▶ JOB: Edit the records below by swapping each "tab character" for "single space", and leave everything else untouched.

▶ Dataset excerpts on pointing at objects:
--- Begin ---
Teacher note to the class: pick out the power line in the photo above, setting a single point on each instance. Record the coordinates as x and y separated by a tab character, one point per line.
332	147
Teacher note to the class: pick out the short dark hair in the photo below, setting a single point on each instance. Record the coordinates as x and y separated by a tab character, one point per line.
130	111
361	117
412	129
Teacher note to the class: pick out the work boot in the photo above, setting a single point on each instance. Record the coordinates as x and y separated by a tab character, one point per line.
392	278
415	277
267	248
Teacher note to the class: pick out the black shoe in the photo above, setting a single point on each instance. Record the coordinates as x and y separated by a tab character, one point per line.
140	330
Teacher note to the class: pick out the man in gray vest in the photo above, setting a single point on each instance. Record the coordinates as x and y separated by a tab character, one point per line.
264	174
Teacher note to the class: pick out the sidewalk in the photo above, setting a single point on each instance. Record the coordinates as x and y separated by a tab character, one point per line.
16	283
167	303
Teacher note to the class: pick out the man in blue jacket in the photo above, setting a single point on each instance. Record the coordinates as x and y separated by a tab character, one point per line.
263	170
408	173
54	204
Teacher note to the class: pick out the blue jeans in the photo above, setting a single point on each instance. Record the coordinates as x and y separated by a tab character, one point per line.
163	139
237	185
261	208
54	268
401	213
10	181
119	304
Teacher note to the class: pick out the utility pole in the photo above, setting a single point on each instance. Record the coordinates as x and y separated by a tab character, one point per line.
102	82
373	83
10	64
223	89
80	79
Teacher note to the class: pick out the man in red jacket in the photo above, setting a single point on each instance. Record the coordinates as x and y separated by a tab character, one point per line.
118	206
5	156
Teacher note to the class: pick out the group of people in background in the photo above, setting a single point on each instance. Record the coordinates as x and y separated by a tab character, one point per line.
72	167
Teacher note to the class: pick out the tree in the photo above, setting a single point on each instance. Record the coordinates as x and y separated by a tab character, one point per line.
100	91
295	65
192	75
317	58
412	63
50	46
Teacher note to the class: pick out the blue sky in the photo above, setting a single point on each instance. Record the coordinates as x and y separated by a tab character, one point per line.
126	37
--- End ---
▶ WORKED ANSWER:
Teacher note to the class: pick out the power line in the photo above, setting a single point on each instance. Record the coordinates as x and y separated by a single space, one point per line.
332	147
Teacher note to the class: pick out the short dark hair in the photo below, setting a single point on each instance. Record the coordinates as x and y separated by a single space, one point per line.
130	111
361	117
412	129
Teacher note to the class: pick out the work boot in the photo above, setting a single point on each instance. Record the coordinates as x and y separated by a single space, one point per line.
392	278
415	277
267	248
Teacher note to the class: pick out the black shoe in the photo above, setting a single point on each instance. Record the coordinates as x and y separated by a single space, one point per line.
140	330
Teacher note to the class: pick out the man in gray vest in the photo above, setting a single point on each instance. Record the coordinates as x and y separated by a single space, one point per line.
264	174
Teacher note to the class: pick out the sidewalk in the photo above, setting a single point on each instance. Record the coordinates as x and y separated by a single space, one point per line.
16	283
167	303
Teacher note to the class: pick out the man in blue jacket in the photo above, setting a single point on each instance. Record the coordinates as x and y separated by a single space, one point per line.
263	170
408	173
54	204
Teacher note to the class: pick out the blue jeans in the photo above, setting a single point on each instance. Record the coordinates as x and y separated by a single space, one point per line.
163	139
237	185
261	208
54	268
401	213
10	181
119	304
Teacher note to the class: pick out the utility pole in the photo above, setting a single point on each instance. Record the coordinates as x and y separated by a single space, one point per line.
102	82
373	83
10	64
223	89
80	79
Teacher note to the class: pick out the man in red jacket in the photo above, setting a single point on each instance. Record the coordinates as x and y separated by a single space, one point per line.
118	206
5	156
Teacher note to the class: pick out the group of people in background in the photo above, setting a single point on each instance. Record the coordinates as x and y separated by a single space, one point per line.
72	167
Teacher note to the class: pick out the tree in the photo above, setting a single point on each instance. Record the coordinates as x and y separated by a single space, one point per line.
100	91
295	65
192	75
317	58
412	63
50	46
Teacher note to the class: pick out the blue sky in the photo above, setting a single point on each instance. Record the coordinates as x and y separated by a single space, one point per line.
126	37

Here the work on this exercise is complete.